== Document ==
■ ■ ■

Single by Craig David and Big Narstie

from the album Following My Intuition
- Released: 27 November 2015
- Recorded: 2015
- Genre: UK garage
- Length: 3:05
- Label: Insanity; Speakerbox;
- Songwriters: Craig David; Scott Wild; Tyrone Lindo;
- Producer: White N3rd

Craig David singles chronology
| "All Alone Tonight (Stop, Look, Listen)" (2010) | "When the Bassline Drops" (2015) | "Who Am I" (2016) |

Big Narstie singles chronology
| "Hello Hi" (2015) | "When the Bassline Drops" (2015) |  |

Music video
- "When the Bassline Drops" on YouTube

= When the Bassline Drops =

"When the Bassline Drops" is a song by British singer Craig David and British rapper Big Narstie. It was David's first single in six years, it was released on 27 November 2015 by Insanity and Speakerbox Media as the lead single from his sixth studio album, Following My Intuition (2016). The song was written by David, Scott Wild and Tyrone Lindo, and peaked at number ten on the UK Singles Chart.

■ ■ ■

== Dataset extract ==
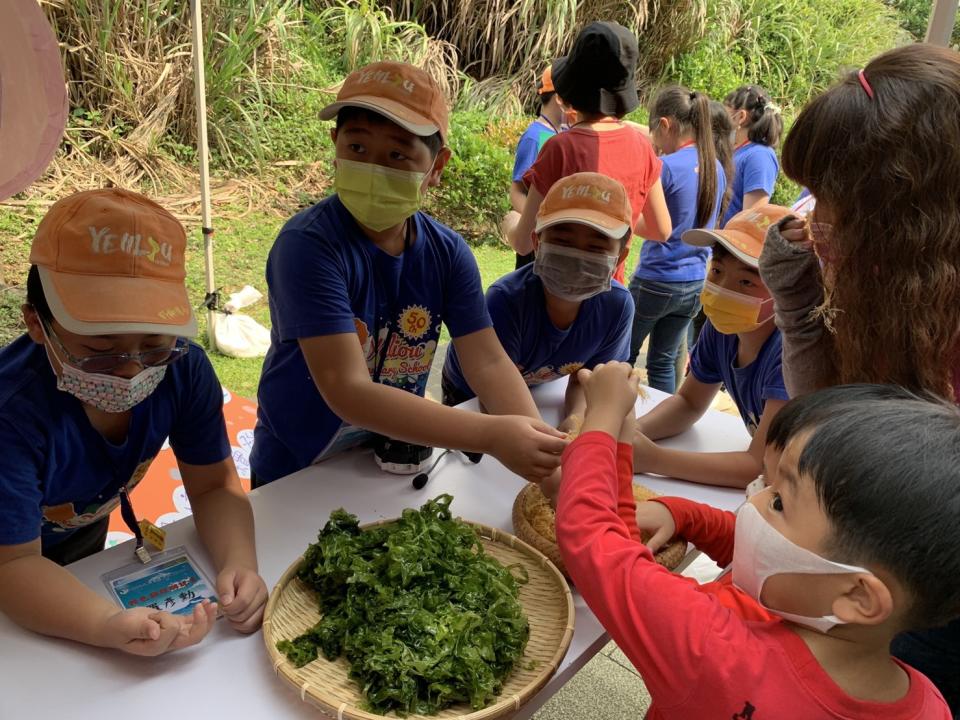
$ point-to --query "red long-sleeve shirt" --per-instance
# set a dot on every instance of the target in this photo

■ ■ ■

== To-do list ==
1) Render this sentence from the text about "When the Bassline Drops" in Spanish: "The song was written by David, Scott Wild and Tyrone Lindo, and peaked at number ten on the UK Singles Chart."
2) Write what follows next in the text about "When the Bassline Drops," picking up after its last sentence.

== Results by task ==
1) La canción fue escrita por David, Scott Wild y Tyrone Lindo, y alcanzó el número diez en la UK Singles Chart.

2)
==Background==
The song sees David return to his UK garage roots, and is his first single release since "All Alone Tonight (Stop, Look, Listen)" in May 2010. The "Ravers Edition" music video was released on 10 December. The song premiered on MistaJam's show on BBC Radio 1Xtra on 7 November 2015.

==Chart performance==
The song entered at number fifty on the UK Singles Chart on 4 December 2015 – for the week ending dated 10 December 2015 – before climbing to number ten nine weeks later. This gave David his first top ten hit since "Hot Stuff (Let's Dance)" in 2007.

==Music video==
A music video to accompany the release of "When the Bassline Drops" was first released onto YouTube on 10 December 2015 at a total length of three minutes and five seconds.

==Live performances==
David and Big Narstie performed "When the Bassline Drops" on The Jonathan Ross Show on 30 January 2016.

==Track listing==

Digital download
| No. | Title | Length |
|---|---|---|
| 1. | "When the Bassline Drops" | 3:05 |

==Charts==

===Weekly charts===

Weekly chart performance for "When the Bassline Drops"
| Chart (2015–16) | Peak position |
|---|---|
| Australia (ARIA) | 74 |
| Belgium (Ultratip Bubbling Under Flanders) | 23 |
| Ireland (IRMA) | 61 |
| Scotland Singles (OCC) | 27 |
| UK Singles (OCC) | 10 |
| UK Dance (OCC) | 2 |

===Year-end charts===

Year-end chart performance for "When the Bassline Drops"
| Chart (2016) | Position |
|---|---|
| UK Singles (OCC) | 70 |

==Certifications==

Certifications for "When the Bassline Drops"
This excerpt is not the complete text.